==== Material shown ====

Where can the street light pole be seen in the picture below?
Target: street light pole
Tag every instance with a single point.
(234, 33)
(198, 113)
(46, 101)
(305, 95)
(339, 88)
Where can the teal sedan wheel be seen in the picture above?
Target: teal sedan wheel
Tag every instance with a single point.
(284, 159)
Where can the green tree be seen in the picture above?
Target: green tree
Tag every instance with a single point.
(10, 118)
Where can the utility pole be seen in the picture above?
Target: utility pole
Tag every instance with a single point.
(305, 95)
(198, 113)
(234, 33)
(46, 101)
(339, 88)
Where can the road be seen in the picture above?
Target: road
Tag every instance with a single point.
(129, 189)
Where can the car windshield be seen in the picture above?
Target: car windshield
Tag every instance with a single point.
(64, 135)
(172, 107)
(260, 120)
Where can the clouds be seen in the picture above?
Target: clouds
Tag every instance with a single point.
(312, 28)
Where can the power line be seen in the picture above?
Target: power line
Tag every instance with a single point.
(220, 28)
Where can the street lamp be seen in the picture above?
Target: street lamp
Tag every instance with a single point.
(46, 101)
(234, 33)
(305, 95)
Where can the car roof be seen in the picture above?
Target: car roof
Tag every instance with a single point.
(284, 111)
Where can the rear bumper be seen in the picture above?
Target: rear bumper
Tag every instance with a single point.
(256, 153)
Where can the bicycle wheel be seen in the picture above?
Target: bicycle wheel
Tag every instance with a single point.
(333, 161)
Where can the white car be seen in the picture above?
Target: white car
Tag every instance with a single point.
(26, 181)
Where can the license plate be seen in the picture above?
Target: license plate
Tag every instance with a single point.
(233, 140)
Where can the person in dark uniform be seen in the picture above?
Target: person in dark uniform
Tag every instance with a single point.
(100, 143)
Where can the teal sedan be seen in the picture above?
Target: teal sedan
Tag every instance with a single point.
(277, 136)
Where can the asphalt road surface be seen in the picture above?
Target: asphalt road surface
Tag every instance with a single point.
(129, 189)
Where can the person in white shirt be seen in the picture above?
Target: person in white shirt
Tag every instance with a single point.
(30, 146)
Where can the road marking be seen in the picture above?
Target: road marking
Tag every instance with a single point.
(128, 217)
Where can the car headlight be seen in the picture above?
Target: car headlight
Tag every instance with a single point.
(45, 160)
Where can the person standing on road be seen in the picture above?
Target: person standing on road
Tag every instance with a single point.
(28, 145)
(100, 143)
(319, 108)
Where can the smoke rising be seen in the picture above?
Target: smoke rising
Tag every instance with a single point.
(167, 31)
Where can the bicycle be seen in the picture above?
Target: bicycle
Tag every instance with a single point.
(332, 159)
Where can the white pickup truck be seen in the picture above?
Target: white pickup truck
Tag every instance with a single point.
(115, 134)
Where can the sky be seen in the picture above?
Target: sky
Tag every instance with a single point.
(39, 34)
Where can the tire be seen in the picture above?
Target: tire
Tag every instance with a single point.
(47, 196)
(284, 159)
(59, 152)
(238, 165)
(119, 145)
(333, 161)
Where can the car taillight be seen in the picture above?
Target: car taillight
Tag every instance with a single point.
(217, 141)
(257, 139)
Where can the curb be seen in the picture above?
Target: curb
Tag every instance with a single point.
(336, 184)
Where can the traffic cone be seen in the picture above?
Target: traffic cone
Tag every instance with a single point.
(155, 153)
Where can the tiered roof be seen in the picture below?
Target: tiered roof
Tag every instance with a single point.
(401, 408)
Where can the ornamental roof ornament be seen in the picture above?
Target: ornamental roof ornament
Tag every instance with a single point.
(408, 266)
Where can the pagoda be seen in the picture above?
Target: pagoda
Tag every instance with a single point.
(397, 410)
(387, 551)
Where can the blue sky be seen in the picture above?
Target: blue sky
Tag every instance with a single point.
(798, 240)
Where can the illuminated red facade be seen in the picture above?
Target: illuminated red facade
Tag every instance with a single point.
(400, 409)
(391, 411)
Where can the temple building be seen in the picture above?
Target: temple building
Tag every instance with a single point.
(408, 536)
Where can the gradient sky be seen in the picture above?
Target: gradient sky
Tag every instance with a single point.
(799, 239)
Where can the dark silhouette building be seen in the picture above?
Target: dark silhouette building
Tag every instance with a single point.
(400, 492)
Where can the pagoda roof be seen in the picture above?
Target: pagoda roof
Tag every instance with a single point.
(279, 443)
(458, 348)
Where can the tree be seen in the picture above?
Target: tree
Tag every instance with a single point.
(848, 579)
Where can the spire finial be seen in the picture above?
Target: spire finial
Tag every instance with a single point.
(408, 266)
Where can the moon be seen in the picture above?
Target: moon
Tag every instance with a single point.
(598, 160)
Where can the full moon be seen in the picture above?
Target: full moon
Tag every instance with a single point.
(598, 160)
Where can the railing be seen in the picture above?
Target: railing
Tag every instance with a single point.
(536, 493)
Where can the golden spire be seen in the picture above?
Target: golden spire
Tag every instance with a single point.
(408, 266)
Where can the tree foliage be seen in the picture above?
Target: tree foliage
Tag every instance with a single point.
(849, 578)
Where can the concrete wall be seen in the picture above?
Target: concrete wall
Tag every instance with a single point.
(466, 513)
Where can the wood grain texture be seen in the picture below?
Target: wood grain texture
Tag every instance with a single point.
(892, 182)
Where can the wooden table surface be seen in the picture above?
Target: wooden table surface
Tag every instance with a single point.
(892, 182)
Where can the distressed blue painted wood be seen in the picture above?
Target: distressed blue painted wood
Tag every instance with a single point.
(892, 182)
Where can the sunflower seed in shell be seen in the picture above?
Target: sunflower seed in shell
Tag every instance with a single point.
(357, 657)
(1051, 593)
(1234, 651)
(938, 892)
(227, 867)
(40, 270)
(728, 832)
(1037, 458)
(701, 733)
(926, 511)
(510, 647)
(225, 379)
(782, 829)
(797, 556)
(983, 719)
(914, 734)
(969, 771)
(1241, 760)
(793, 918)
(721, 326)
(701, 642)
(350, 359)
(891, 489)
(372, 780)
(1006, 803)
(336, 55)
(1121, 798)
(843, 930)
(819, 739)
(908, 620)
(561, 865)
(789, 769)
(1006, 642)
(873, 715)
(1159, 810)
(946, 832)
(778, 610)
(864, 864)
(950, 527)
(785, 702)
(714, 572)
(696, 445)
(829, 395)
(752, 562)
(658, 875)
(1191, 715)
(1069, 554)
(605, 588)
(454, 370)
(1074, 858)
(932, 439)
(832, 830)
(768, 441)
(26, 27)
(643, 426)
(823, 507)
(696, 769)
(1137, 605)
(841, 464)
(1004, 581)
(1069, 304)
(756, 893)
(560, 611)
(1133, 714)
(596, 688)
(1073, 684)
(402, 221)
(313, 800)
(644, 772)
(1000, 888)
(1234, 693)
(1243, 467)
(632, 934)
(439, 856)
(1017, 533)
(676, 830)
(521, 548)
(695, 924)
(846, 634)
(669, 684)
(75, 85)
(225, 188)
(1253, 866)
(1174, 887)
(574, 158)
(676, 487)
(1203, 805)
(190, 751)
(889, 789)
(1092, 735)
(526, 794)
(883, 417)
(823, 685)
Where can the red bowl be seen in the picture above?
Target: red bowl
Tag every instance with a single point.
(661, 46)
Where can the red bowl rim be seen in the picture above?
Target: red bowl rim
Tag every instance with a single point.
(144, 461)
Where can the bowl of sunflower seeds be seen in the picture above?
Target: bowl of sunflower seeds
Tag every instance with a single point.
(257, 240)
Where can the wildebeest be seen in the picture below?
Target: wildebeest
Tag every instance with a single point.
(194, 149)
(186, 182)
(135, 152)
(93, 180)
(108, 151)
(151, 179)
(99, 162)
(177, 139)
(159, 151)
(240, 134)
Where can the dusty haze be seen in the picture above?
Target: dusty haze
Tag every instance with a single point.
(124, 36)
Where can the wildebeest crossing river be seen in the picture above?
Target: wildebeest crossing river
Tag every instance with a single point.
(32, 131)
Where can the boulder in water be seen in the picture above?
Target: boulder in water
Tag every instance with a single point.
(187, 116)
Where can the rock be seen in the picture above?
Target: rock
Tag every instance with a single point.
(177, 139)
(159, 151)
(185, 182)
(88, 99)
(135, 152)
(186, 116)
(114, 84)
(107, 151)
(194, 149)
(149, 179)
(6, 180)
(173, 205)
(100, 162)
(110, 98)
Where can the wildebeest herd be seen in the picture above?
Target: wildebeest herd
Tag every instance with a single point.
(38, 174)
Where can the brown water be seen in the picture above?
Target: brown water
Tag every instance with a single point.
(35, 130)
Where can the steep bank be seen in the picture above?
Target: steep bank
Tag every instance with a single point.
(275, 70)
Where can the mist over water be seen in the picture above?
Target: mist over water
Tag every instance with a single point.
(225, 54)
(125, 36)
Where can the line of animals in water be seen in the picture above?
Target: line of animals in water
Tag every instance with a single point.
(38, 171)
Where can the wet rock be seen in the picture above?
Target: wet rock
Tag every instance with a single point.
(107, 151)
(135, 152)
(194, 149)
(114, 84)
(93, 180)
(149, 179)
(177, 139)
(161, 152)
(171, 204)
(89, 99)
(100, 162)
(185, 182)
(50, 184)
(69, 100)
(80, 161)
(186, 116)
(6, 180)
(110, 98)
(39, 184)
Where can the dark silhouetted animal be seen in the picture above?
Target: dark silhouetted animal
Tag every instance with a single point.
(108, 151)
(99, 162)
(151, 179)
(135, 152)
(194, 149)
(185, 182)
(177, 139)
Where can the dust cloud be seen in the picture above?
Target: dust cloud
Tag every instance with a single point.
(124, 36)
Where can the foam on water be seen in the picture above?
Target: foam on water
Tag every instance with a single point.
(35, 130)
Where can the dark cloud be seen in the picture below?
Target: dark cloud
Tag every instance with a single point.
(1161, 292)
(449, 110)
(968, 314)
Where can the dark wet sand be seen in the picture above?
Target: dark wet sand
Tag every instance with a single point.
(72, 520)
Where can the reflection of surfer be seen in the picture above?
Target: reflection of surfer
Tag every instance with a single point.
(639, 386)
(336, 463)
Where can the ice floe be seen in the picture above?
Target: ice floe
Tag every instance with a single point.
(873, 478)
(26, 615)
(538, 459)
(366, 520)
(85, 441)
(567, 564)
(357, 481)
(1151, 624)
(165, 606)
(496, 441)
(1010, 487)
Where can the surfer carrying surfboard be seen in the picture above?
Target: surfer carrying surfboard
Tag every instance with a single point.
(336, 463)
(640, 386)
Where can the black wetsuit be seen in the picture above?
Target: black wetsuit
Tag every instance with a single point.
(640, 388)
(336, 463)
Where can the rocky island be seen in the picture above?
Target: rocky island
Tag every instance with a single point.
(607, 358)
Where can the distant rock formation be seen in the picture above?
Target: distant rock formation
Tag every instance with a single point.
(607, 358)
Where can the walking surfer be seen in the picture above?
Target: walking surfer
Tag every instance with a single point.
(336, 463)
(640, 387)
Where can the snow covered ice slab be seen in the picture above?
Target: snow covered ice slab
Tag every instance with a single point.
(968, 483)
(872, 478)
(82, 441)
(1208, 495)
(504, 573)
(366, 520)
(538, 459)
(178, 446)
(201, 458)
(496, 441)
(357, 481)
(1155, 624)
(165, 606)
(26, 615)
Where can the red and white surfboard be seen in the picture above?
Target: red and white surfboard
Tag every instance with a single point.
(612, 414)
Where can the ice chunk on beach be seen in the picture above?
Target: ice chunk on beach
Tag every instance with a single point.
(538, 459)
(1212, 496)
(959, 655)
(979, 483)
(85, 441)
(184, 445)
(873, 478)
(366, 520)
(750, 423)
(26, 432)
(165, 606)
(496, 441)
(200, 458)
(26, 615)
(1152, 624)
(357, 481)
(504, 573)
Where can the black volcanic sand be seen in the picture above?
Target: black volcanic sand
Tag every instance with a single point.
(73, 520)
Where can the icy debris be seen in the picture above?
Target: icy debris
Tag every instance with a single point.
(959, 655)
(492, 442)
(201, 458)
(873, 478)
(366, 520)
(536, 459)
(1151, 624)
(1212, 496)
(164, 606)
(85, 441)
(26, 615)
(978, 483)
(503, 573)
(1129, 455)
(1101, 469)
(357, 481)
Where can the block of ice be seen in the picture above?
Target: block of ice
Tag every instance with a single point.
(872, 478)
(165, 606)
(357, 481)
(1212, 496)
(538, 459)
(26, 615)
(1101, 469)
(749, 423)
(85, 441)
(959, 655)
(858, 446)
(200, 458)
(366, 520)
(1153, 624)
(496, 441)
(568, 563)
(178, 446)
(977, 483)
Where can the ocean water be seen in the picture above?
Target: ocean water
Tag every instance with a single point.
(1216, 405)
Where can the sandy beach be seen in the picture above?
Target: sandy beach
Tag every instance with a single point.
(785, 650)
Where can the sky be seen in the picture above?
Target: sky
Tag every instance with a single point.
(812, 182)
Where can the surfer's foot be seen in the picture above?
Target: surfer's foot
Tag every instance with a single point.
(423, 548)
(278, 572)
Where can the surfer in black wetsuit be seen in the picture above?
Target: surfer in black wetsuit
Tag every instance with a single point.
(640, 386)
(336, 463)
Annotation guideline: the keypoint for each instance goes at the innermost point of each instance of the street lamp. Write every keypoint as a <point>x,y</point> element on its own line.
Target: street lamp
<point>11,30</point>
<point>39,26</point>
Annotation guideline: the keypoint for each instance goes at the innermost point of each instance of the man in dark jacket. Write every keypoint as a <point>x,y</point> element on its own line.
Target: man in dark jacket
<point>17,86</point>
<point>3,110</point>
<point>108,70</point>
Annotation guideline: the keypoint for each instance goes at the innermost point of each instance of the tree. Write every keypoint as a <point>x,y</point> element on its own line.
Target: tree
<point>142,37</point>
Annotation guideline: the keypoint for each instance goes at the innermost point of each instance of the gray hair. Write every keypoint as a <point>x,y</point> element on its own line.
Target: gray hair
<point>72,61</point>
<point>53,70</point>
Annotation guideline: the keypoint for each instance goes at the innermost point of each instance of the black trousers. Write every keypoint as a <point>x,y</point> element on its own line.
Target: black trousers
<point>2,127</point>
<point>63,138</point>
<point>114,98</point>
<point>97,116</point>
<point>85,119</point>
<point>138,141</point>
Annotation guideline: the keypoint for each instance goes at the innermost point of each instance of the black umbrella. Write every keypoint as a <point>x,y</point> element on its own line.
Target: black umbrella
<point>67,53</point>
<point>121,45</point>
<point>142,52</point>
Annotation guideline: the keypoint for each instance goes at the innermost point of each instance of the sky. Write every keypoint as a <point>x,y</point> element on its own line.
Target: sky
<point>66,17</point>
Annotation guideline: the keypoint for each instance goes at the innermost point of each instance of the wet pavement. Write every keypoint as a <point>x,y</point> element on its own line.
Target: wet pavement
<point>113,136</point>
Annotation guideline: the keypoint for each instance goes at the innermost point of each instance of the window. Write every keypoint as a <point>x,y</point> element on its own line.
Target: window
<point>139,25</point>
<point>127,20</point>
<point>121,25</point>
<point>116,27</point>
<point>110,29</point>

====

Answer with a number alone: how many lines of the listing above include the string "foam"?

2